#### [Goal of the exercise]
Go through the data below and return each line where the string "walkway" occurs.

________

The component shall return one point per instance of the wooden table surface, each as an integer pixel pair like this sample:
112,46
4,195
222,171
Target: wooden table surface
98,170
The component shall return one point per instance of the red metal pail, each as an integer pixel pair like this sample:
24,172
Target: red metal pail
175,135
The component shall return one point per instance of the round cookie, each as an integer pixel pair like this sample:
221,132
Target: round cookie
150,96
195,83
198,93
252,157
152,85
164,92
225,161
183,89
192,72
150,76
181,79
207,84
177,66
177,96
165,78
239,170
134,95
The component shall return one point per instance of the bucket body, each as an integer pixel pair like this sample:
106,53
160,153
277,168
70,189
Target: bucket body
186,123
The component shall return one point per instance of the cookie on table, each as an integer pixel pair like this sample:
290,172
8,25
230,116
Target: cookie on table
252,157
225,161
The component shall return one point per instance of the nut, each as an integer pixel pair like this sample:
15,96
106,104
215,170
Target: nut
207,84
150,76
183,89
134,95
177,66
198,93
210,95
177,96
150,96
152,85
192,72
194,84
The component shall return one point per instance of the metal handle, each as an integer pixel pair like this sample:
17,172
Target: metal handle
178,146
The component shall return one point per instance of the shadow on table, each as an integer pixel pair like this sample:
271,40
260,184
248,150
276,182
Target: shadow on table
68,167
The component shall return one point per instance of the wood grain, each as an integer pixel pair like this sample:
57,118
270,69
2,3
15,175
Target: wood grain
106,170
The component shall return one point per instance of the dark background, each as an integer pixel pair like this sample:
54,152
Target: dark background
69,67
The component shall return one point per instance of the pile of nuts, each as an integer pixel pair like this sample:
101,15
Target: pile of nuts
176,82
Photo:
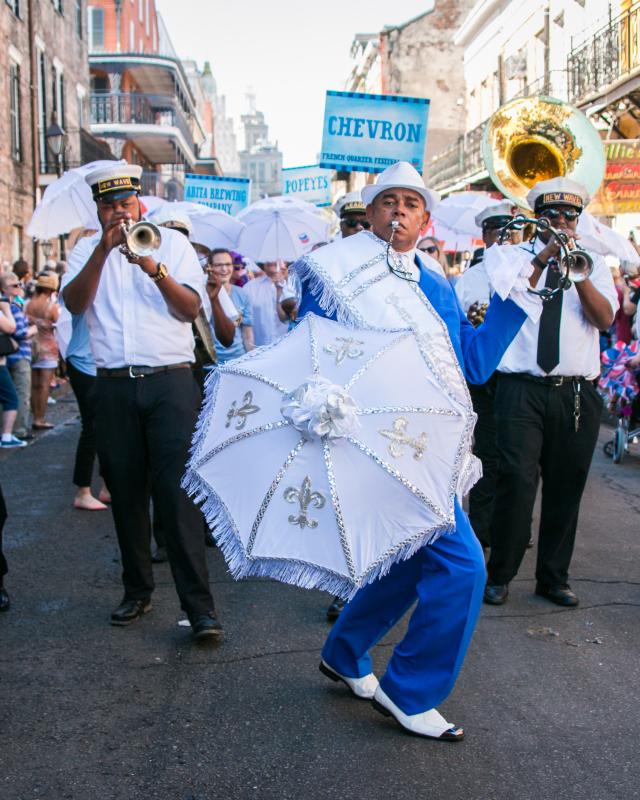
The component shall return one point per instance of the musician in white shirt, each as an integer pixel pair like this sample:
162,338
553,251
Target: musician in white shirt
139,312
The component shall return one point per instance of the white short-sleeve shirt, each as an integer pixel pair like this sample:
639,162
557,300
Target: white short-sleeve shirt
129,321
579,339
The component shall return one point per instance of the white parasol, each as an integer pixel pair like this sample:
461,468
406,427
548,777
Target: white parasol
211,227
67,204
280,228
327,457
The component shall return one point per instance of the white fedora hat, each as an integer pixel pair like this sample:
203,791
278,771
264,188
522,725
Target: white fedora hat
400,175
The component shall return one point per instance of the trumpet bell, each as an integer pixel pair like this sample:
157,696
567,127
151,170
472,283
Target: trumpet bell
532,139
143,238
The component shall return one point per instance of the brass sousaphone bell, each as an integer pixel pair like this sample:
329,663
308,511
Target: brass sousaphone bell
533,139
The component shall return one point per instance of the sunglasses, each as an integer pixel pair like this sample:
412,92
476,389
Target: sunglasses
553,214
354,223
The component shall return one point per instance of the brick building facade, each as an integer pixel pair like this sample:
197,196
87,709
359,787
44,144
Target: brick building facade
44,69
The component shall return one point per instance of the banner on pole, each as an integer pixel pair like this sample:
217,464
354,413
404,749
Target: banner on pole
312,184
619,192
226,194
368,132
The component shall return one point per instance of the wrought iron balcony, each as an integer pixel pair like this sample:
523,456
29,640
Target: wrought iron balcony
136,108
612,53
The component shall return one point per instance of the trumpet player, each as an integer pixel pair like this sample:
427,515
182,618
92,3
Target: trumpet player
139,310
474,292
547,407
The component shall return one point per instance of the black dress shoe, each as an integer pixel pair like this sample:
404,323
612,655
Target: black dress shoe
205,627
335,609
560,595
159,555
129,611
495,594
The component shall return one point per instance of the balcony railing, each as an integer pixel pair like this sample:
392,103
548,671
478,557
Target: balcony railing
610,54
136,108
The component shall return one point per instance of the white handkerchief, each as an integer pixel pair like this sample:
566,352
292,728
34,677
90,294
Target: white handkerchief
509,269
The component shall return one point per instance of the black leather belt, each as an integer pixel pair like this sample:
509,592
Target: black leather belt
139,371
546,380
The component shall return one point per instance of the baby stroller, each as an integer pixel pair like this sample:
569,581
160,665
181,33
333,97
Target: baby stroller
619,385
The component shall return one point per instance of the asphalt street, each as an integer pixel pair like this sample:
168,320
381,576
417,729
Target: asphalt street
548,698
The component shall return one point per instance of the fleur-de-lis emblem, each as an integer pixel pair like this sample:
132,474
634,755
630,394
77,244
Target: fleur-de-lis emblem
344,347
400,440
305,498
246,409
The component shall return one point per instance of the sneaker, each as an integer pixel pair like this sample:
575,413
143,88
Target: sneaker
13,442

________

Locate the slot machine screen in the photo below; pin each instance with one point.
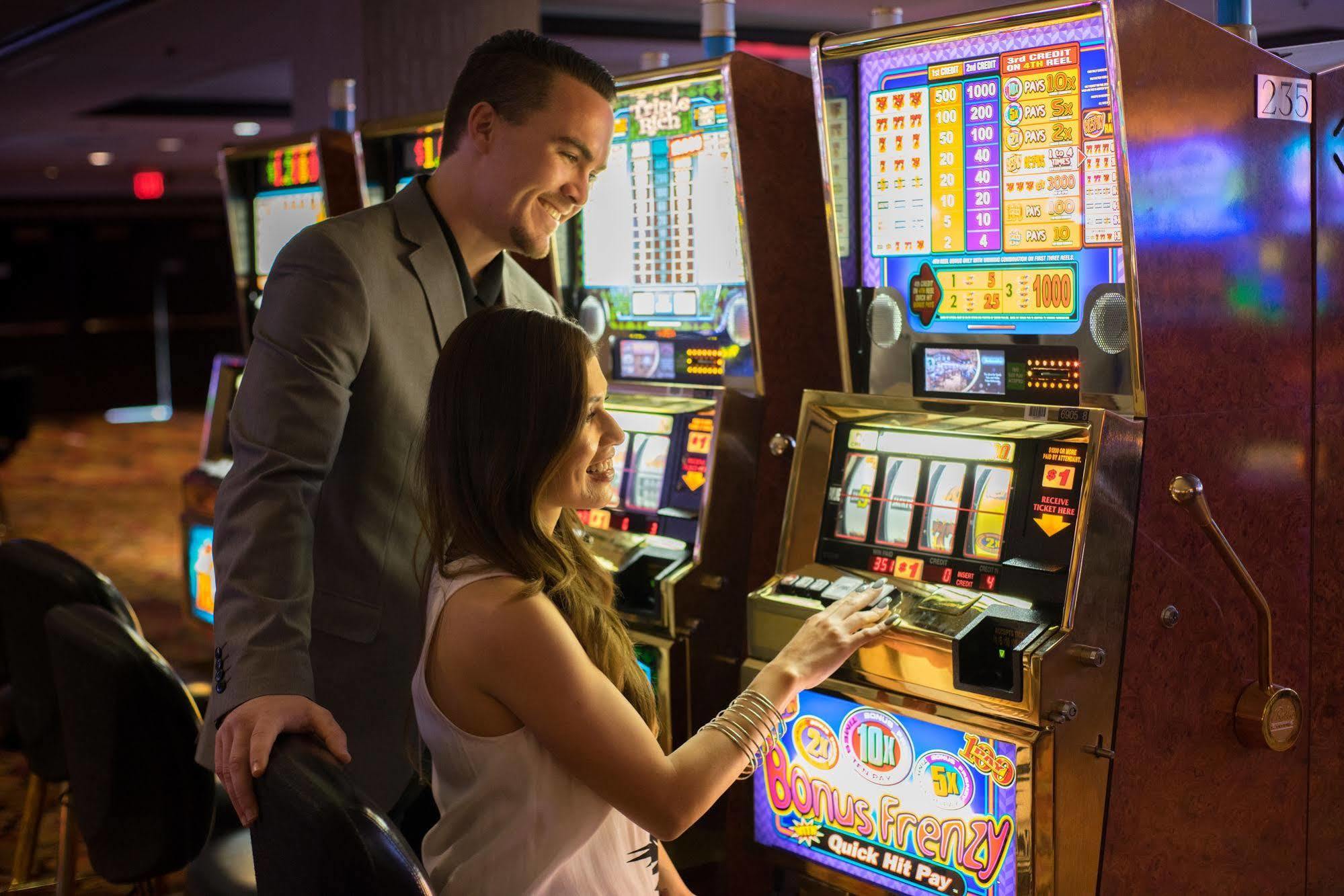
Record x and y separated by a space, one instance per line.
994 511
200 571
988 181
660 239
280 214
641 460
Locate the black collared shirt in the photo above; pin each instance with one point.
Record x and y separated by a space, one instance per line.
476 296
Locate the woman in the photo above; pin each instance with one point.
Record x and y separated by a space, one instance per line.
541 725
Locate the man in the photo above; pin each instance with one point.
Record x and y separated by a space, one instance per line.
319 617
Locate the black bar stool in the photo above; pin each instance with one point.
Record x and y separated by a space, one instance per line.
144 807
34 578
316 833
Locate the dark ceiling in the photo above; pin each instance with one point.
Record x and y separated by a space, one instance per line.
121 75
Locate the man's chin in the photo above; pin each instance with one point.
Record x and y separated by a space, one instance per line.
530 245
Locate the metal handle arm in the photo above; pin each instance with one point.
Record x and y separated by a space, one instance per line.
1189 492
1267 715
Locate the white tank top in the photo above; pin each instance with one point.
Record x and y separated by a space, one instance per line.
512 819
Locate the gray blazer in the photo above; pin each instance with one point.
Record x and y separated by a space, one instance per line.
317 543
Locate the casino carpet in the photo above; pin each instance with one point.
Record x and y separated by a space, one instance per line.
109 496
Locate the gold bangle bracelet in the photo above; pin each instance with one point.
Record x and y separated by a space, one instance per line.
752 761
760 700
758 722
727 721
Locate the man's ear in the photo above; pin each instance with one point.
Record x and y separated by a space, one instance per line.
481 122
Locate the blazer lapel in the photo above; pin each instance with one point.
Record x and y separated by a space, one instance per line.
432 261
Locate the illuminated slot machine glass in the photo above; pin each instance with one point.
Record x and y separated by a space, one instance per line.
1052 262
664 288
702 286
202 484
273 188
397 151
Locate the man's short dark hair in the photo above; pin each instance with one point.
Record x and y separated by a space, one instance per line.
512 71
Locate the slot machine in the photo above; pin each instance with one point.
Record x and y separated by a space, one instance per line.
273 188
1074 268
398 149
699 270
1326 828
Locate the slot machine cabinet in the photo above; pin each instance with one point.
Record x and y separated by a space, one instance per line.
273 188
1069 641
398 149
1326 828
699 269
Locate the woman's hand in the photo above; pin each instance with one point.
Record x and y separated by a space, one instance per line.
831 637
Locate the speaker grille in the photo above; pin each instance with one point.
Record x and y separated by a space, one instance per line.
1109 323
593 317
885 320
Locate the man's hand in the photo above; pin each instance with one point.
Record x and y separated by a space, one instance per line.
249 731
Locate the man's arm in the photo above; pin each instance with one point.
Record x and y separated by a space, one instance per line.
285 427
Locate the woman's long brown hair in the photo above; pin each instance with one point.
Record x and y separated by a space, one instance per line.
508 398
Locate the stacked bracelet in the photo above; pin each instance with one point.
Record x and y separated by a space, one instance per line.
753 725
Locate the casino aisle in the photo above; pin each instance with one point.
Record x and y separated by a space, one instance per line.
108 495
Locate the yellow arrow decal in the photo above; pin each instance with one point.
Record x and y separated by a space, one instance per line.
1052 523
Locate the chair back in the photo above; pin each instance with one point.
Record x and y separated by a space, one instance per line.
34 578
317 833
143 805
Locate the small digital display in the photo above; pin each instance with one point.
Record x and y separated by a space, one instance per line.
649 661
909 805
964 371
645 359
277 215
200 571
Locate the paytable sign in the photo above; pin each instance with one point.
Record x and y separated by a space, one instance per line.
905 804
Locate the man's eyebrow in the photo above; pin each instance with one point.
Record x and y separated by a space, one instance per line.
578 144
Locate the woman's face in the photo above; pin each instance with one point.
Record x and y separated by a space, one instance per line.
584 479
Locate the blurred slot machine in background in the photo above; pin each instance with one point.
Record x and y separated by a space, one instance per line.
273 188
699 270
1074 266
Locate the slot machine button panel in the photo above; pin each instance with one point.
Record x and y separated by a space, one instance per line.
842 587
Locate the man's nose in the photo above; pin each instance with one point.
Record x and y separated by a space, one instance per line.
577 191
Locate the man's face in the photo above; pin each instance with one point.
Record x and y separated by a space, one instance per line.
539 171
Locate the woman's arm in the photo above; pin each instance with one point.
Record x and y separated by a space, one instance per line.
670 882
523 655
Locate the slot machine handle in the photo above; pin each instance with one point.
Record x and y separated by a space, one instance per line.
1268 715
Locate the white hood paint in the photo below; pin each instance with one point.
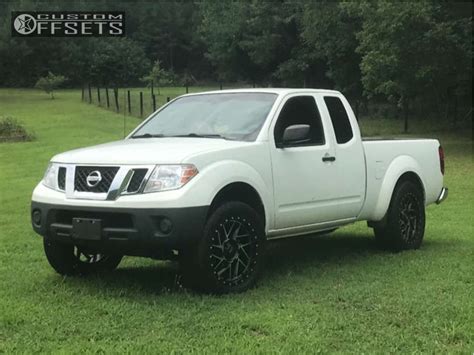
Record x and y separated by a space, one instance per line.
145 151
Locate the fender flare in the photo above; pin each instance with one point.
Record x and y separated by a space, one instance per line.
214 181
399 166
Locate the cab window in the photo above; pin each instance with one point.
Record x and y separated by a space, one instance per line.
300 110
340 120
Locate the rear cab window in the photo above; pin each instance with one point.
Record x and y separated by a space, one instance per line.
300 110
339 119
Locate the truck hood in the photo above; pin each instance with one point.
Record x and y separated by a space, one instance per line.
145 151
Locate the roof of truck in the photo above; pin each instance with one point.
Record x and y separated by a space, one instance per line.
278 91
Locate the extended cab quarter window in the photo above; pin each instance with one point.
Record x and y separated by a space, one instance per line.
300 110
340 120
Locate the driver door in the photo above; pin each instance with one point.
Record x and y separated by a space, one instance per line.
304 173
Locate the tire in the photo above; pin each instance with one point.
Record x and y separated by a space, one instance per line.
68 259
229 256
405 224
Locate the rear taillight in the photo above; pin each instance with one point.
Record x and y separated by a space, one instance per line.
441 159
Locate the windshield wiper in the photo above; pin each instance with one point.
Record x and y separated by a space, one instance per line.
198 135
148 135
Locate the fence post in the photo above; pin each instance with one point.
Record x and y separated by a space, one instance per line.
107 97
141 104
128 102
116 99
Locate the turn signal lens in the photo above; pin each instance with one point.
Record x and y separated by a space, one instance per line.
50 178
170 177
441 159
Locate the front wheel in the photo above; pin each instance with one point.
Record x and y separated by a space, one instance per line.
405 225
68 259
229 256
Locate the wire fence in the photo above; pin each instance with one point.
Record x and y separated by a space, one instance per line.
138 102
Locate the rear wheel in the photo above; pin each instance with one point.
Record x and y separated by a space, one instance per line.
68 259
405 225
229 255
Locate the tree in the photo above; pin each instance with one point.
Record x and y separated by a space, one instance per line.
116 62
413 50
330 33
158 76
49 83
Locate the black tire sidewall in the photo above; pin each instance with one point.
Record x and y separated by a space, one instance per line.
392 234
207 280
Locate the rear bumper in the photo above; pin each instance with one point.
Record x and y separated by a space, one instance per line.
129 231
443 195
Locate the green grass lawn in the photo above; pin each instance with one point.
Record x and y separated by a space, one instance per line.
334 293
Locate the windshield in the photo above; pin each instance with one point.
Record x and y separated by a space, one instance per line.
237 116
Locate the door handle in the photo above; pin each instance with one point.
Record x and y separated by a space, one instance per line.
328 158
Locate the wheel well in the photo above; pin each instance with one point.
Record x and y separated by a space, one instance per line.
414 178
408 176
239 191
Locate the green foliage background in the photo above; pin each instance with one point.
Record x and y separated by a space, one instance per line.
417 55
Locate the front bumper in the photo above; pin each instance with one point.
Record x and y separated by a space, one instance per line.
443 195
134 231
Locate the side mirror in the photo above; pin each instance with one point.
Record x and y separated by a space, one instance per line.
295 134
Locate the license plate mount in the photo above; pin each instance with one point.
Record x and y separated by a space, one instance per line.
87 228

________

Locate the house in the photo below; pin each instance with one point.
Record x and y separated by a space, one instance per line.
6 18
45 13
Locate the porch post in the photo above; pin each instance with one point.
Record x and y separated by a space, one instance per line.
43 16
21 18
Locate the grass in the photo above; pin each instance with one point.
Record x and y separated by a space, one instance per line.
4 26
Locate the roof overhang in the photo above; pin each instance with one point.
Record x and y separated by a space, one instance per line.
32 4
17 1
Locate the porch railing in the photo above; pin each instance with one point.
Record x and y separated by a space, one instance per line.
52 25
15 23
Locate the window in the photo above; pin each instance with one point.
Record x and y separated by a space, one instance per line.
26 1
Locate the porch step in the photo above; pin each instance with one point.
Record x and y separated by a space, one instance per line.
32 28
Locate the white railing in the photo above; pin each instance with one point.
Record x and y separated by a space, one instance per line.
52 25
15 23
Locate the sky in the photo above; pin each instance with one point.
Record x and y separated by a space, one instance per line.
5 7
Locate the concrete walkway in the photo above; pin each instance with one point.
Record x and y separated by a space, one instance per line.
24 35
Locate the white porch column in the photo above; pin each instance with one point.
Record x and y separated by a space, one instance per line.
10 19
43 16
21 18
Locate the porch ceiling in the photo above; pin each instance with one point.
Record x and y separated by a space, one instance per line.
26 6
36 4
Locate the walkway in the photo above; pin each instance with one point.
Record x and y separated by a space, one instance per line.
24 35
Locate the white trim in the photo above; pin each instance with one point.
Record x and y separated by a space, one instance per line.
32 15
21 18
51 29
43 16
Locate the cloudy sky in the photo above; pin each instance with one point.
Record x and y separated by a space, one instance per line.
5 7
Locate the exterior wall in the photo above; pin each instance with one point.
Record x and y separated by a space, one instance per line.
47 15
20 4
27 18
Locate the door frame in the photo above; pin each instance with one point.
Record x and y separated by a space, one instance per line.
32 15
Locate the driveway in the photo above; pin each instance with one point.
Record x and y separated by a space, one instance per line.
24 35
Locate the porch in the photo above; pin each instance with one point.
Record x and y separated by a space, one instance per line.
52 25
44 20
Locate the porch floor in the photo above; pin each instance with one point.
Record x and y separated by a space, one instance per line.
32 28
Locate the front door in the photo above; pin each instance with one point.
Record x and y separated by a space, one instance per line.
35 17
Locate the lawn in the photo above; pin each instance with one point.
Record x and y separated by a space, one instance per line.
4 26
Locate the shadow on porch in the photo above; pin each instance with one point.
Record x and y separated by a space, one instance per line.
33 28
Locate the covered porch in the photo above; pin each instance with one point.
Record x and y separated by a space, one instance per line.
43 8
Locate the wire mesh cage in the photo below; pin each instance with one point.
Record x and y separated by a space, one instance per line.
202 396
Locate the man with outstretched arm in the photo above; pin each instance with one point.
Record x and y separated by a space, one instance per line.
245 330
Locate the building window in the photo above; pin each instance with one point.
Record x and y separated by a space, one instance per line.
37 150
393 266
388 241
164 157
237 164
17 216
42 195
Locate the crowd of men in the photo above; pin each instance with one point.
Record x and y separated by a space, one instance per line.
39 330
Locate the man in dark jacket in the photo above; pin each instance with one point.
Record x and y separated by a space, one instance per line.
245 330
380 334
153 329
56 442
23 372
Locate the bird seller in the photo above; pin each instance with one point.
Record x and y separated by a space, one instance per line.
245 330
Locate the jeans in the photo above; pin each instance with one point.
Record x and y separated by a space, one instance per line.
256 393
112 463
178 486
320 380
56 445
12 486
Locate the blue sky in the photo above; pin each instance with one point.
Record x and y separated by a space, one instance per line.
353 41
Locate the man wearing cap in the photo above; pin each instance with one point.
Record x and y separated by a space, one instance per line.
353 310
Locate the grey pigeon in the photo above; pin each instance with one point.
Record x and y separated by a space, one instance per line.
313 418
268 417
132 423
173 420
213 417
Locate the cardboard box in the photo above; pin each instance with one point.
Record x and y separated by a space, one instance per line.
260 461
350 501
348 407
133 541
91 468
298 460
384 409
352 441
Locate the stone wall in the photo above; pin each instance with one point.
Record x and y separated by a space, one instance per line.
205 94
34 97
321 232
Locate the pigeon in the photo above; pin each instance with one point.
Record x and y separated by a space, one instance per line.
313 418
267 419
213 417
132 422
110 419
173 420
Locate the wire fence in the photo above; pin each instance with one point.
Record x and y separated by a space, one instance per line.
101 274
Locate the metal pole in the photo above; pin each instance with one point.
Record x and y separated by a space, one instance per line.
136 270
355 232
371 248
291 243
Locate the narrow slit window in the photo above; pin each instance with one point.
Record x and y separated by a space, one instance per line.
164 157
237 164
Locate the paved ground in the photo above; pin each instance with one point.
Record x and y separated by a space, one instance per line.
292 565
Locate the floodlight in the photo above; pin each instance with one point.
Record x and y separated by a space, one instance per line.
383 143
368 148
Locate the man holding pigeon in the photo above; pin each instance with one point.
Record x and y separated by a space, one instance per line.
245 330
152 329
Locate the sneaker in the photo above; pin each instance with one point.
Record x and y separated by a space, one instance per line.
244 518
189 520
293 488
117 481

________

#### [Exercise result]
Locate the concrete walkway in the photo above; pin each instance with one point.
Locate the walkway in the photo above; pin each instance with one point.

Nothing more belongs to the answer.